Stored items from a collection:

┌────────

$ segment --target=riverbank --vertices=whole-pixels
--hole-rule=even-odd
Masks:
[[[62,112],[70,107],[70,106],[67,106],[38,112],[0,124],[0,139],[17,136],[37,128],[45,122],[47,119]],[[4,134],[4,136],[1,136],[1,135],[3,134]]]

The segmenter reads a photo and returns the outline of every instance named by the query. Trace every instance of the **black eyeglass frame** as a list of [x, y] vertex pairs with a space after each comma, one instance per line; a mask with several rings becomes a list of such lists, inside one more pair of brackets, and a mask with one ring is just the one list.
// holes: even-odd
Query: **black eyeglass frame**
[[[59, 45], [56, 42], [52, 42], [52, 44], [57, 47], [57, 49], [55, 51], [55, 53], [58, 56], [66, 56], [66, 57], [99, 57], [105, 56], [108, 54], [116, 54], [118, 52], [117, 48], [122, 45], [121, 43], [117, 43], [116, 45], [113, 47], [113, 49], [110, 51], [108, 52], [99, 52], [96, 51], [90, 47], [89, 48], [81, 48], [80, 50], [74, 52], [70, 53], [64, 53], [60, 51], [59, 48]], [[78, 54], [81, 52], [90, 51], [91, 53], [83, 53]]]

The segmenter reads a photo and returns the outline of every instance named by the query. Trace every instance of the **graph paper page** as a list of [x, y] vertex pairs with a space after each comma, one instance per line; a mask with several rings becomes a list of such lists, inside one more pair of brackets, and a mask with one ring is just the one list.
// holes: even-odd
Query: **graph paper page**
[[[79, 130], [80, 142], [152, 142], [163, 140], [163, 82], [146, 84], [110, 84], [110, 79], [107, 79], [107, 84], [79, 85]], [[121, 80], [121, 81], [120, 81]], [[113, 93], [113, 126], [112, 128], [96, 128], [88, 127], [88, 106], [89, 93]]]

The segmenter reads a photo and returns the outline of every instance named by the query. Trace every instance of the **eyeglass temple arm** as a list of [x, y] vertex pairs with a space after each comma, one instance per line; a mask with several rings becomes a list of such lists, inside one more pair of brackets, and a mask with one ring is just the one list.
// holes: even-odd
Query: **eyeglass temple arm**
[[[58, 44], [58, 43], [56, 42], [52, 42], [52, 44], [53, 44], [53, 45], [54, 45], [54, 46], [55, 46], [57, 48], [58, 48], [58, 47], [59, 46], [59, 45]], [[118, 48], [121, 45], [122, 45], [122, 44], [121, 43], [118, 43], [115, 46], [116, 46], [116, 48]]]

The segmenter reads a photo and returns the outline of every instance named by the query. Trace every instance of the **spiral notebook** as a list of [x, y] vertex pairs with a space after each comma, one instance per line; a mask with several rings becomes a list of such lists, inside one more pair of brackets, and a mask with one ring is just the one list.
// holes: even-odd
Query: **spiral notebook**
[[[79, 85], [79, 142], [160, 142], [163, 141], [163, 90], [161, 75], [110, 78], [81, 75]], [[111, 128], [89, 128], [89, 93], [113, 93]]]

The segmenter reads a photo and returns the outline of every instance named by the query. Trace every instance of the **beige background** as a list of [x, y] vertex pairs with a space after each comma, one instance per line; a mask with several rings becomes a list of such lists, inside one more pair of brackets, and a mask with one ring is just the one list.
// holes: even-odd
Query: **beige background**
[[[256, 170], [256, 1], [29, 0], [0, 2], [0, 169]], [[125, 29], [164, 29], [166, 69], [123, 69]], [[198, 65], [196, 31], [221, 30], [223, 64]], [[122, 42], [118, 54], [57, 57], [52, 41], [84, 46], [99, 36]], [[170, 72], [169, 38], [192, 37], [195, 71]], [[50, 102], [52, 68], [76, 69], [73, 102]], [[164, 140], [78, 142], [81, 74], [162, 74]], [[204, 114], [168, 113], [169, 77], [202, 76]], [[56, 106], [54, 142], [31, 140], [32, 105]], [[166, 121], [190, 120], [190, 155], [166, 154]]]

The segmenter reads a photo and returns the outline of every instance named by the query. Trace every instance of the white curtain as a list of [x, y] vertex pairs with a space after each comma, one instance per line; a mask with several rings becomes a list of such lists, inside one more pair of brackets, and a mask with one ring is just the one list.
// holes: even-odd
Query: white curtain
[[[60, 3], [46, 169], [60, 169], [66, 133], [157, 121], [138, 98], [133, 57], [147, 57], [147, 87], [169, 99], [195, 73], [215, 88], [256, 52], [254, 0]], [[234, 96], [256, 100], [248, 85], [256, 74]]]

└────────

**DO THIS**
Print, unchanged, the lines from the start of the items up to and including the line that contains "53], [83, 53]]]".

**SOLVED EXERCISE**
$ segment --target=riverbank --vertices=whole-pixels
--hole-rule=even-odd
Masks:
[[[62,112],[70,107],[70,106],[67,106],[38,112],[0,124],[0,139],[17,136],[37,128],[45,122],[47,119]],[[4,134],[4,136],[1,136],[1,135],[3,134]]]

The segmenter reads a photo and returns the outline of every instance named by the query. Trace every instance of the **black eyeglass frame** as a list of [x, y] vertex pairs with a space after each comma, one instance per line; a mask with several rings becomes a list of such lists, inside one more pair of brackets, and a mask with one ring is just the one list.
// holes: even-odd
Query: **black eyeglass frame**
[[[59, 45], [56, 42], [52, 42], [52, 44], [57, 47], [57, 49], [55, 51], [55, 53], [58, 56], [66, 56], [66, 57], [99, 57], [105, 56], [108, 54], [116, 54], [118, 52], [117, 48], [122, 45], [121, 43], [117, 43], [116, 45], [113, 47], [113, 49], [110, 51], [108, 52], [99, 52], [96, 51], [90, 47], [89, 48], [81, 48], [80, 50], [74, 52], [70, 53], [64, 53], [60, 51], [59, 48]], [[78, 54], [81, 52], [90, 51], [91, 53], [83, 53]]]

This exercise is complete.